Ia menyebut banyak ruang efisiensi yang bisa dilakukan, terutama pada pos-pos pengeluaran yang selama ini kerap membengkak, seperti anggaran perjalanan dinas, rapat, hingga konsumsi berlebihan.
“Potong dulu yang bisa dipotong,” katanya, menegaskan.
Bagi Mendagri Tito, efisiensi bukan sekadar penghematan, tetapi bentuk tanggung jawab dalam mengelola uang rakyat.
Tak berhenti di situ, Mendagri juga mendorong para kepala daerah untuk berinovasi mencari sumber pendapatan baru, terutama dengan menggerakkan sektor ekonomi mikro.
Ia mencontohkan langkah Sri Sultan Hamengkubuwono X di Yogyakarta yang berhasil menjaga keberlangsungan UMKM saat masa pandemi COVID-19.
“UMKM-nya tetap hidup, masih bisa bertahan, bahkan pertumbuhannya positif,” ujar Tito memberi contoh konkret.
Ia juga menyoroti adanya “kebocoran” penerimaan pajak di sejumlah daerah, seperti pajak restoran yang tak seluruhnya disetorkan ke dinas pendapatan.
“Masih ada potensi besar di sana yang belum digali,” tambahnya.
Dalam arahannya, Tito menekankan bahwa pemangkasan TKD bukan alasan untuk menyerah atau menuding pemerintah pusat.
Ia meminta setiap gubernur untuk melakukan simulasi lengkap, menghitung kebutuhan belanja pegawai, pendidikan, kesehatan, hingga fasilitas publik.
Tito menegaskan, Dana BOS dan Dana Alokasi Khusus (DAK) non-fisik untuk sekolah dan fasilitas kesehatan tidak dipangkas.
“Kalau setelah dihitung benar-benar bermasalah, baru sampaikan,” tegasnya.
Lebih lanjut, Tito mengingatkan bahwa pemangkasan anggaran sejatinya bukan hal baru bagi kementerian atau lembaga pemerintah pusat.
Ia mencontohkan Kemendagri sendiri pernah mengalami pemotongan hingga 50 persen anggaran, namun tetap mampu menjalankan roda pemerintahan.
“Kita tetap bekerja, bahkan di masa COVID saat hanya 25 persen pegawai bekerja di kantor, semuanya bisa berjalan. Banyak pelajaran yang bisa kita ambil dari situ,” paparnya.
Menurut Tito, kunci menghadapi situasi fiskal sulit adalah adaptasi dan optimisme, bukan kepanikan.

Tugas Latihan –
a - Salin bagian teks tentang efisiensi anggaran di atas, mulai dari "Bagi Mendagri Tito, efisiensi" dan terus sampai "masa pandemi COVID-19.".
b - Dalam teks tentang efisiensi anggaran di atas, hingga berapa persen anggaran Kemendagri pernah dipotong?

Kumpulan Item –
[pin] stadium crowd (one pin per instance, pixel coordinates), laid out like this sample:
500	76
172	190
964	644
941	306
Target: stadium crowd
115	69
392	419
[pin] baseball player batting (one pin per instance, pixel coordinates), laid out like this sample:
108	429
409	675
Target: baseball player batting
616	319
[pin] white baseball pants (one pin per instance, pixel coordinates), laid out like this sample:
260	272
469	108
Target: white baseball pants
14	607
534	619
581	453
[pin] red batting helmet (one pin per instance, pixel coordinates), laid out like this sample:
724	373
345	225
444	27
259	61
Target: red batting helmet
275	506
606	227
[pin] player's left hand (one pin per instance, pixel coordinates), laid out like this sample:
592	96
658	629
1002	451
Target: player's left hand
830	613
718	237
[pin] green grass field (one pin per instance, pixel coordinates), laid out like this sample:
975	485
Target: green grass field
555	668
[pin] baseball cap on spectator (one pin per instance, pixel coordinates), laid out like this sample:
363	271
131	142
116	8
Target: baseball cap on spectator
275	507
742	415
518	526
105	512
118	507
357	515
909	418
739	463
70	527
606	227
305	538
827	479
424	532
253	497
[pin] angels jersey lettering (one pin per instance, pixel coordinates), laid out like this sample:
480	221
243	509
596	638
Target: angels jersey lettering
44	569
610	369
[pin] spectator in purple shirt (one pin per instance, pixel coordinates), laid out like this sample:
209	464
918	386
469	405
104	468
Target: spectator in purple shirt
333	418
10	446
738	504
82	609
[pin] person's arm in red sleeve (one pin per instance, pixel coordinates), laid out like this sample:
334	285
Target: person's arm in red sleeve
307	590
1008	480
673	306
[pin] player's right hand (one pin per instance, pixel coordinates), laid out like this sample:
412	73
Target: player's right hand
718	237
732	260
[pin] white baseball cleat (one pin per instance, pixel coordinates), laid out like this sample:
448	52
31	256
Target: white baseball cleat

Jawaban Tugas –
a -
Bagi Mendagri Tito, efisiensi bukan sekadar penghematan, tetapi bentuk tanggung jawab dalam mengelola uang rakyat.
Tak berhenti di situ, Mendagri juga mendorong para kepala daerah untuk berinovasi mencari sumber pendapatan baru, terutama dengan menggerakkan sektor ekonomi mikro.
Ia mencontohkan langkah Sri Sultan Hamengkubuwono X di Yogyakarta yang berhasil menjaga keberlangsungan UMKM saat masa pandemi COVID-19.

b - Hingga 50 persen.